→ **TASK GOAL**:
Reproduce only the lines of the data from the one containing "Target: dead tree" through the final line, inclusive, offsetting every coordinate in them by -13 and keeping all other text unchanged.

→ **THE DATA**:
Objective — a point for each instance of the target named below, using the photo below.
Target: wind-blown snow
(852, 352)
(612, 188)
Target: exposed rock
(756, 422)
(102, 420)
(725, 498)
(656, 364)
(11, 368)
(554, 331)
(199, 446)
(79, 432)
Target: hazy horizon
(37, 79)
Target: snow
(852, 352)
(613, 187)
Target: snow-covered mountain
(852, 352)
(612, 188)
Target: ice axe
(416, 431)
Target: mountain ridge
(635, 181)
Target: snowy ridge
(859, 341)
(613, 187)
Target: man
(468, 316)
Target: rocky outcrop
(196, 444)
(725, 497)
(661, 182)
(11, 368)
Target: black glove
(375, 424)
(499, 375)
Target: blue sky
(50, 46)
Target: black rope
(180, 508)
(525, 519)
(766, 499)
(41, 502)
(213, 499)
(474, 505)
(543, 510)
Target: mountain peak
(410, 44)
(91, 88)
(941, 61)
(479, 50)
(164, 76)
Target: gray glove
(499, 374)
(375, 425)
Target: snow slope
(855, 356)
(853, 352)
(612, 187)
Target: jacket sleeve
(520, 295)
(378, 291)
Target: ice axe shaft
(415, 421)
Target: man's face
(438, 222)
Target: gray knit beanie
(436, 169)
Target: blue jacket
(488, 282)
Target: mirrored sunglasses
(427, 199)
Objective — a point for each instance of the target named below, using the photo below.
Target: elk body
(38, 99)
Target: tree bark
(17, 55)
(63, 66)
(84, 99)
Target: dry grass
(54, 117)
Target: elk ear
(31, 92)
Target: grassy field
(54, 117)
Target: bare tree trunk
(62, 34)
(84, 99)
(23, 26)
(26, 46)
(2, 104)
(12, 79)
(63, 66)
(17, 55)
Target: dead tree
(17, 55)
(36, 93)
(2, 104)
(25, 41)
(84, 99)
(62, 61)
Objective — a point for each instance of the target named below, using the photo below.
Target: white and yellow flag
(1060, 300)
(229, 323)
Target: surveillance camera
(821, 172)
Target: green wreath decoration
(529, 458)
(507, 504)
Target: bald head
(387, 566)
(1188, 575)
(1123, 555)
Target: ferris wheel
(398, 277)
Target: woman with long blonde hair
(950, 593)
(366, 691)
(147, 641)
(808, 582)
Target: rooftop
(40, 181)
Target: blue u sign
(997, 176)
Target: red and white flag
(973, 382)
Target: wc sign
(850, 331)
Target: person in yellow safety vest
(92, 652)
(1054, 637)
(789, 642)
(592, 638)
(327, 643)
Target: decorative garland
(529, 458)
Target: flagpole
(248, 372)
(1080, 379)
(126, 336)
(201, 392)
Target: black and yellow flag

→ **RESPONSE**:
Target: dead tree
(4, 42)
(23, 80)
(-11, 91)
(12, 28)
(71, 86)
(49, 48)
Objective — a point for each instance of the target named below, using the photo below.
Target: white and yellow flag
(1047, 287)
(216, 310)
Target: surveillance camera
(808, 159)
Target: green wreath decoration
(516, 445)
(494, 491)
Target: bald head
(374, 553)
(1175, 562)
(1110, 542)
Target: ferris wheel
(385, 264)
Target: woman with long blonde hair
(937, 580)
(353, 678)
(134, 628)
(795, 569)
Target: rooftop
(27, 168)
Target: blue u sign
(984, 163)
Target: red and white flag
(960, 369)
Target: wc sign
(837, 318)
Target: person in yellow safety vest
(79, 639)
(1041, 624)
(776, 629)
(579, 625)
(314, 630)
Target: decorative garland
(516, 445)
Target: flagpole
(235, 359)
(1067, 366)
(113, 323)
(188, 379)
Target: black and yellow flag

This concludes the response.